(SUPPLIED PASSAGE):

Vanessa Lafaye's new novel tells of a woman's struggle against violent racism - Vanessa too has a major struggle to confront
Vanessa Lafaye lives in Marlborough with her husband, founded the town's Community Choir - and writes novels. Her first published novel, Summertime, was a run away success - described as 'a cracking first novel', it was chosen as a Richard and Judy Book Club title: "It sold a lot."
Now she has published her second novel - At First Light. Like Summertime it is based around a true and terrible story and is set in Florida (where she was brought up.)
We meet again one of Summertime's key characters. Dwayne Campbell is middle aged in Summertime, now in At First Light we find him first as a youth and then as an old man.
The two novels can be read separately or in sequence. Summertime is set in the 1935 - the year of the great hurricane - with the results of the First World War still a very strong influence on events. At First Light is largely set in 1918 - the year of the great flu pandemic - when memories of the war were very raw and evidence of its effects even more powerful.

(Point-per-instance localization data):
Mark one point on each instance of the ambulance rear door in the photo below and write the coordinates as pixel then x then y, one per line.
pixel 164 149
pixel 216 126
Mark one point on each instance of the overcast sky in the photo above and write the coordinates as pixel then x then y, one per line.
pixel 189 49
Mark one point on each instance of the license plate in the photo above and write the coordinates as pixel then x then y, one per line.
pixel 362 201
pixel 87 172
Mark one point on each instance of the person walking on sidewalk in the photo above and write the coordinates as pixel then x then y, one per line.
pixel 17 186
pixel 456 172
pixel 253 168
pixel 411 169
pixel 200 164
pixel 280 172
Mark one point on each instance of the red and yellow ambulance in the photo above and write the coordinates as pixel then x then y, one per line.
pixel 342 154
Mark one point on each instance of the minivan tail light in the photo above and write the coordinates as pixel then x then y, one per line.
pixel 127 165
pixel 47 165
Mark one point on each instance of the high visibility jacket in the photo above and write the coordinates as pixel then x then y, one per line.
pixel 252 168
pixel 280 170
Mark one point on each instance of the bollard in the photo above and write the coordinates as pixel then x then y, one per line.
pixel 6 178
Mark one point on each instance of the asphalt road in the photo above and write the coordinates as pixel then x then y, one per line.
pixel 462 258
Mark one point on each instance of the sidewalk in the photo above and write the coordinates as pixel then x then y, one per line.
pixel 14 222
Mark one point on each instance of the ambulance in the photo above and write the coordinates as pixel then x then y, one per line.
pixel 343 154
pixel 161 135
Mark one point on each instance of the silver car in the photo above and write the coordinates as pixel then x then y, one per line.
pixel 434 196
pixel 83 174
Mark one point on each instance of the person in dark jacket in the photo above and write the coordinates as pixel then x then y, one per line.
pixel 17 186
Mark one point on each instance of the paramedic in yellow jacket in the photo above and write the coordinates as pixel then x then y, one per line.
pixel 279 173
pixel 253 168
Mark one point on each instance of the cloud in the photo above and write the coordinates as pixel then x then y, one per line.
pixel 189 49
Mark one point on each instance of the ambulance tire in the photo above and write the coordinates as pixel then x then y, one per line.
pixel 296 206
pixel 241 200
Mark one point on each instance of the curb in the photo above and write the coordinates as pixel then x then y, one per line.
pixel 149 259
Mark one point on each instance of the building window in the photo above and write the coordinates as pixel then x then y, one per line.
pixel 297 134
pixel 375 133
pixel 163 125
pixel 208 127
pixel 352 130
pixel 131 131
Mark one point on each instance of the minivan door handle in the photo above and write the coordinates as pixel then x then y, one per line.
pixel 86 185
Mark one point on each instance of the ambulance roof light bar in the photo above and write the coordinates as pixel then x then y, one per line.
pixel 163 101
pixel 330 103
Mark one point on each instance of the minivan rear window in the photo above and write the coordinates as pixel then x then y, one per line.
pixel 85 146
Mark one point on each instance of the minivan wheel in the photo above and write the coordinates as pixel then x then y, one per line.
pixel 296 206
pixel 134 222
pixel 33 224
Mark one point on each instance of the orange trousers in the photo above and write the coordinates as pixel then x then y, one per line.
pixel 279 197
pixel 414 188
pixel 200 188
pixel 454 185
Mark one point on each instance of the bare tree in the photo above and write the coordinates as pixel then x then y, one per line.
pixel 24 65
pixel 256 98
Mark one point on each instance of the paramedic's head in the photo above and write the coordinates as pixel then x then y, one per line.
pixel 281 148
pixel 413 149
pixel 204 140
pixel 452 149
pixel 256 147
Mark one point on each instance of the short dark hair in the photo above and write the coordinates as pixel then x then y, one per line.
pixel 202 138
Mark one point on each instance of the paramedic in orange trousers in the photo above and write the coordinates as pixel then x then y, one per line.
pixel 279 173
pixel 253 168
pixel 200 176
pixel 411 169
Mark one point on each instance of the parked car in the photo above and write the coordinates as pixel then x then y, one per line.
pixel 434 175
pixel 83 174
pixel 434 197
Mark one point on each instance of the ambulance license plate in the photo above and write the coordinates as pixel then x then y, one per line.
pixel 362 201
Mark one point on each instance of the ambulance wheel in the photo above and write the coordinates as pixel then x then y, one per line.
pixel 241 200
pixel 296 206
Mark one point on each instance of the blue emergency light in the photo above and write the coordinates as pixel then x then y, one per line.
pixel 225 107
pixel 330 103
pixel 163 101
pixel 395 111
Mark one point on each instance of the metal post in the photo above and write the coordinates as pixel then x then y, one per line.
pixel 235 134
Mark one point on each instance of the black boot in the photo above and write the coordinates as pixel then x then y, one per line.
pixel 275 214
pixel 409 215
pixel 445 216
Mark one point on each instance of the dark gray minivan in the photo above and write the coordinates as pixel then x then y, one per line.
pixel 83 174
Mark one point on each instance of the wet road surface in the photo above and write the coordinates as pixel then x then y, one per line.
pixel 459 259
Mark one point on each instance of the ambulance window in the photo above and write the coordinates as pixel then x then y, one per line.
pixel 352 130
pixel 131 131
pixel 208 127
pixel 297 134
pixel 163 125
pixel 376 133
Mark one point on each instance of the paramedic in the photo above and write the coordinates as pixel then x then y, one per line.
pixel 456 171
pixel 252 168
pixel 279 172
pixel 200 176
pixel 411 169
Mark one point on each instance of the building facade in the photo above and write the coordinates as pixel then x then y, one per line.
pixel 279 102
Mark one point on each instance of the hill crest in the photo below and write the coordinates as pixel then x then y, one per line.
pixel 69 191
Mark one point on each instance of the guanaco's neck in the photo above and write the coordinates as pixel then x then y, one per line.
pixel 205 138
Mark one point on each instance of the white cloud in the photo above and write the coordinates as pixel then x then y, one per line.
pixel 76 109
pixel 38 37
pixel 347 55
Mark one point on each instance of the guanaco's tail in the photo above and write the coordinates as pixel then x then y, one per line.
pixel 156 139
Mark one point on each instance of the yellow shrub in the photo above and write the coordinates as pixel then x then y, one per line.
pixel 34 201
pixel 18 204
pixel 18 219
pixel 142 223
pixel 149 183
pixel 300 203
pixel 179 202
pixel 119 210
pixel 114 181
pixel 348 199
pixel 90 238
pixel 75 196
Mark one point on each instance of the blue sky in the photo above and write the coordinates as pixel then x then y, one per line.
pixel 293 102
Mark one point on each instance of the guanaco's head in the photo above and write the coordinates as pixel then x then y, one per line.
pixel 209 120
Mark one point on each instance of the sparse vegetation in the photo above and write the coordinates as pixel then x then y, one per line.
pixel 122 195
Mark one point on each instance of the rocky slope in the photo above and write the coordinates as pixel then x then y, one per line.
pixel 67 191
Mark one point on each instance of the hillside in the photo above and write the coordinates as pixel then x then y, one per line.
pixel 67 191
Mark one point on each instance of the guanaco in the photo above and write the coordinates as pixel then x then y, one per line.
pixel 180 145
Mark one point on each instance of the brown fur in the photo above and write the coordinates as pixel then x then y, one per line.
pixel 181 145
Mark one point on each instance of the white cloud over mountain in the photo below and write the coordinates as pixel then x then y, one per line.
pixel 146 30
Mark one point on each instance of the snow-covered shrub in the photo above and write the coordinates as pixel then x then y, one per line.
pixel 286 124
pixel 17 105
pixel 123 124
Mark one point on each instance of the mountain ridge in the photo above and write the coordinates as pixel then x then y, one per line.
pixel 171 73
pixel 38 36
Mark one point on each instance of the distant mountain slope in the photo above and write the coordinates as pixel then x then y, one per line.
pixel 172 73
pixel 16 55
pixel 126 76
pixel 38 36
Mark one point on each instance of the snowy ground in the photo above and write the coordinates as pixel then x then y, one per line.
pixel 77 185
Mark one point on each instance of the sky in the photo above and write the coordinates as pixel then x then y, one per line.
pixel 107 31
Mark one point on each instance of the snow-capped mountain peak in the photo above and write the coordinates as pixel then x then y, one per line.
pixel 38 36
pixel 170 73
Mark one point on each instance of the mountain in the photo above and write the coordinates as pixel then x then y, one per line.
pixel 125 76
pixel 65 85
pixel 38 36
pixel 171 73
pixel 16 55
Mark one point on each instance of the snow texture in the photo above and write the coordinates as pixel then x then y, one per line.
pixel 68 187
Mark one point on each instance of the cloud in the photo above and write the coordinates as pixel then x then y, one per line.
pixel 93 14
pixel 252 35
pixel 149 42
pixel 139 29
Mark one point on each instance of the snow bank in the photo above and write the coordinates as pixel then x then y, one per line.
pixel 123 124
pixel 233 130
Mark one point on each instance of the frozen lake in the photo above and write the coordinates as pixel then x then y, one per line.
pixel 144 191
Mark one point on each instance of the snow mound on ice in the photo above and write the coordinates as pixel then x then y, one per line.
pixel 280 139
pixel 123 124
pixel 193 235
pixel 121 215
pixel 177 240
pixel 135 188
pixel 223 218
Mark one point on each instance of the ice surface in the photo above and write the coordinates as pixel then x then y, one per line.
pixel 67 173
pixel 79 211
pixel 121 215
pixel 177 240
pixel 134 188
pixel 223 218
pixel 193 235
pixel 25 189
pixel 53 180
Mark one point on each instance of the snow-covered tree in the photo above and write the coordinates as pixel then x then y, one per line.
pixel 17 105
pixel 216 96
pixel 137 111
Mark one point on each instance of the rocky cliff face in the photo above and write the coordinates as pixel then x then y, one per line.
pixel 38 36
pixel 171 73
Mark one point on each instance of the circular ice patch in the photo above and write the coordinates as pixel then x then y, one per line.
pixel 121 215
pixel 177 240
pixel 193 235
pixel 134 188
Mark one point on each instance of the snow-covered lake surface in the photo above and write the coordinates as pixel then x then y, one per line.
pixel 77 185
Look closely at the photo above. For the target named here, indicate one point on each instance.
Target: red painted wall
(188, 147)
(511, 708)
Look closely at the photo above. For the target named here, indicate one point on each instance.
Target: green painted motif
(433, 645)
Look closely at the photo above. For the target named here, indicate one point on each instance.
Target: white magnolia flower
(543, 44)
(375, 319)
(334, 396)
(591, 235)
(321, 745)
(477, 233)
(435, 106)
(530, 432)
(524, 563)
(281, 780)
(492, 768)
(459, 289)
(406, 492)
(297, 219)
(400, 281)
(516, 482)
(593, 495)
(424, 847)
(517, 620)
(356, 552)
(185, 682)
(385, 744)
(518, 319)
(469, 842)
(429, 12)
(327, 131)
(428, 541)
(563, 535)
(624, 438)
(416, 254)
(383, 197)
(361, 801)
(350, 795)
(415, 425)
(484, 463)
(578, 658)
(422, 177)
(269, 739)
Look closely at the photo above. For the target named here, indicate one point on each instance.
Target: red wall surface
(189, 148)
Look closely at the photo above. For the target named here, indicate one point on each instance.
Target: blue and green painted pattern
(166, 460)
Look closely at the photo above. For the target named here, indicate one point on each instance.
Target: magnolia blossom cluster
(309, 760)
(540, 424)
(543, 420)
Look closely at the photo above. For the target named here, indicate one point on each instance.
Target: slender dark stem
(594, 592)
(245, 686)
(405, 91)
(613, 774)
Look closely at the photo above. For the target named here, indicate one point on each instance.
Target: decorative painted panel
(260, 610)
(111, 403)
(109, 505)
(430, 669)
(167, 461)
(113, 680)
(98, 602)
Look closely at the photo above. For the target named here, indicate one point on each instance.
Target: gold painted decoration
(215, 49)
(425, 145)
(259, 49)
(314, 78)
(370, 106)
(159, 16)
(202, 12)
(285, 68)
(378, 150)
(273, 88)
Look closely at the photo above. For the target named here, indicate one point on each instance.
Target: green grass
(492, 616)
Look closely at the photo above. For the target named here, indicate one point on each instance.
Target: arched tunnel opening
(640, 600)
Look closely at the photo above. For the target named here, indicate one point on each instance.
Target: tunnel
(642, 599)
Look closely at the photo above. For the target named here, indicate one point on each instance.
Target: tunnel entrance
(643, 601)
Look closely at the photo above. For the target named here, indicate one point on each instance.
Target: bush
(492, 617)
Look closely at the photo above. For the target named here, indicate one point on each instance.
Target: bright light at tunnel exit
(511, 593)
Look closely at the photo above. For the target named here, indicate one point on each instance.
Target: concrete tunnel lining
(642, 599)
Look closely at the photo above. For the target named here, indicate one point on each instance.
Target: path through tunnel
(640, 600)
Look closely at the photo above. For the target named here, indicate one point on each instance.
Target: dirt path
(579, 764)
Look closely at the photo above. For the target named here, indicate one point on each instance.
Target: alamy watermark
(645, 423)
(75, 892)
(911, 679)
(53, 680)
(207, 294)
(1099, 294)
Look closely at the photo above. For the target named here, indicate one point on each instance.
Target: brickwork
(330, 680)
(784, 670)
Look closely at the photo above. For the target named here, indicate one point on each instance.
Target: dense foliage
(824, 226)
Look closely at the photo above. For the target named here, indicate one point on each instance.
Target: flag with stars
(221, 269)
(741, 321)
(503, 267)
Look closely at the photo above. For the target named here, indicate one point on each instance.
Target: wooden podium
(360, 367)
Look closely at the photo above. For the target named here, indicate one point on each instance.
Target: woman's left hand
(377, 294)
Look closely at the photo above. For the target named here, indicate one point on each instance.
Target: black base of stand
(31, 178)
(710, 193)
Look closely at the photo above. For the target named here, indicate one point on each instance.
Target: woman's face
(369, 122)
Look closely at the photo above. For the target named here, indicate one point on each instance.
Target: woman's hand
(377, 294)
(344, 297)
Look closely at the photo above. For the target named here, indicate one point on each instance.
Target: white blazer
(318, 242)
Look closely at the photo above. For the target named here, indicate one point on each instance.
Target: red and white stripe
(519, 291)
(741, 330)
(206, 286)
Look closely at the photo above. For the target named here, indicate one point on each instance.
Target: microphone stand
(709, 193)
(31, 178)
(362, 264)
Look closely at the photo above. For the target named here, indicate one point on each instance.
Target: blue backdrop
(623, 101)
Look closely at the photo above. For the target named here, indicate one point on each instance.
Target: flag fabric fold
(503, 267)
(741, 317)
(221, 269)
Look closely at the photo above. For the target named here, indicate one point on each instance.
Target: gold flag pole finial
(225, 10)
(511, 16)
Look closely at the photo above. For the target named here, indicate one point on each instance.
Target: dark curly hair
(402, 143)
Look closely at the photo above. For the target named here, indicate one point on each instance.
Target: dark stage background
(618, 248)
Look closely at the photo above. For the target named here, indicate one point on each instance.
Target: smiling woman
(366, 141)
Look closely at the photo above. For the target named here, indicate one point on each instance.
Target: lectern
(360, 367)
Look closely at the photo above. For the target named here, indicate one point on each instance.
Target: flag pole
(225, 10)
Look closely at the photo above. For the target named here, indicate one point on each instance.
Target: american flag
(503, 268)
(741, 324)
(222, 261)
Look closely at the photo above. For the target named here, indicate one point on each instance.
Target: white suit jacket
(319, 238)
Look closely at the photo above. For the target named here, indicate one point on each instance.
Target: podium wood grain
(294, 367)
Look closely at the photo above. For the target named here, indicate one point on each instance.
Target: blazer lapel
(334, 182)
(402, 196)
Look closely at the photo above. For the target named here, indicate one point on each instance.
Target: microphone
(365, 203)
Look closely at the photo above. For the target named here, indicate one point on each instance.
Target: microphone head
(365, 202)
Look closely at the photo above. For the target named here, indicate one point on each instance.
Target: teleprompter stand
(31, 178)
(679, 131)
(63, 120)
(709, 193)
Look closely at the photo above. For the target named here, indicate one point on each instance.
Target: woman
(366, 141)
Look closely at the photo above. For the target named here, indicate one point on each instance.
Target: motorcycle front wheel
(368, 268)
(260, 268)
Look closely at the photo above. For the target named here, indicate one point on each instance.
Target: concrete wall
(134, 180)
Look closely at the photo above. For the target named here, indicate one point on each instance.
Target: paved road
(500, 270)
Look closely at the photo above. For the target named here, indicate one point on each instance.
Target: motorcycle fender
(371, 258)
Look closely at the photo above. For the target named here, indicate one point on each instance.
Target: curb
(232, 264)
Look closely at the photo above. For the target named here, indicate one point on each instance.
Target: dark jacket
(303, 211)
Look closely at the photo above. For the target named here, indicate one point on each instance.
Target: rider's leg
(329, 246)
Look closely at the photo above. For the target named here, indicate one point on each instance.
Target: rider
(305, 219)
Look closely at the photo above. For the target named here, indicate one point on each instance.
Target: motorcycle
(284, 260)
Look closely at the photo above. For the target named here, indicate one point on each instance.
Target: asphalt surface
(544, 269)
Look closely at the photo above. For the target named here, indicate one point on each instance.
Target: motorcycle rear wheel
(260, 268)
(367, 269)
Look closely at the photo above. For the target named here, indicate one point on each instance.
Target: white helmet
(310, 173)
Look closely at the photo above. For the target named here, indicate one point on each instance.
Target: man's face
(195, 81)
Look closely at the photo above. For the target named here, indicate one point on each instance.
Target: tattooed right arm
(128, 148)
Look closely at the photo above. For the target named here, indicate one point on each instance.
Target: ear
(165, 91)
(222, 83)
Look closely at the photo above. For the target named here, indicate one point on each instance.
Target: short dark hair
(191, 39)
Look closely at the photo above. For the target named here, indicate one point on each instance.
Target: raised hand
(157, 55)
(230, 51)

(ASSIGNMENT 1): According to the article on Vanessa Lafaye's novels, in what year is At First Light largely set?
(ASSIGNMENT 2): Repeat the article on Vanessa Lafaye's novels from "Now she has" to "was brought up.)".
(ASSIGNMENT 3): Pick up the article on Vanessa Lafaye's novels after its last sentence and continue it.
This material has no connection to the text about Vanessa Lafaye.

(EXERCISE ANSWER 1): 1918, the year of the great flu pandemic.

(EXERCISE ANSWER 2):
Now she has published her second novel - At First Light. Like Summertime it is based around a true and terrible story and is set in Florida (where she was brought up.)

(EXERCISE ANSWER 3):
At the dark heart of Summertime is a public lynching. At the dark heart of At First Light are the tentacles of the Ku Klux Klan as they threaten and then attack the mixed community of Key West.
In confronting head on the endemic and gross racism of the American South, the book has deep and troubling resonance with current events - with the Trump Presidency and to a lesser degree with post Referendum Britain. Vanessa Lafaye told me she wrote this novel before the American election campaign began and it was in production by the time of Britain's EU Referendum:
"It became horribly topical as time went on - much more so than I expected. When the KKK endorsed Trump he did not distance himself from them. The KKK message is like terrorist organisations' methods - they promise you can be part of a movement and this will make you powerful."
"One of the most eye-opening things from my research for At First Light was how much emphasis the KKK put on Jews and Catholics. Their idea was to 'Take America back for the real Americans' - their idea was to make America only for white protestants - full stop."
The book tells the story of Alicia Cortez who has to flee - with her 'brown' skin - from her Cuban home to Key West and how she is taken in by her aunt who runs the Tea Room - which turns out to be a brothel.
The horrors of violent racism are entwined with the horrors of the 1918 Spanish flu pandemic which kills Alicia's aunt. She inherits the brothel and decides to run it her way. She surprises herself by falling in love with a war-damaged man of honour John Morales.
Alicia is based on a real person. But the historical facts were few: "I was free to decide what her background was. I chose Cuba because it was incredibly cosmopolitan and the Florida she landed in was like a frontier town. I liked the reversal of views - with Havana being a glittering jewel and so cultured."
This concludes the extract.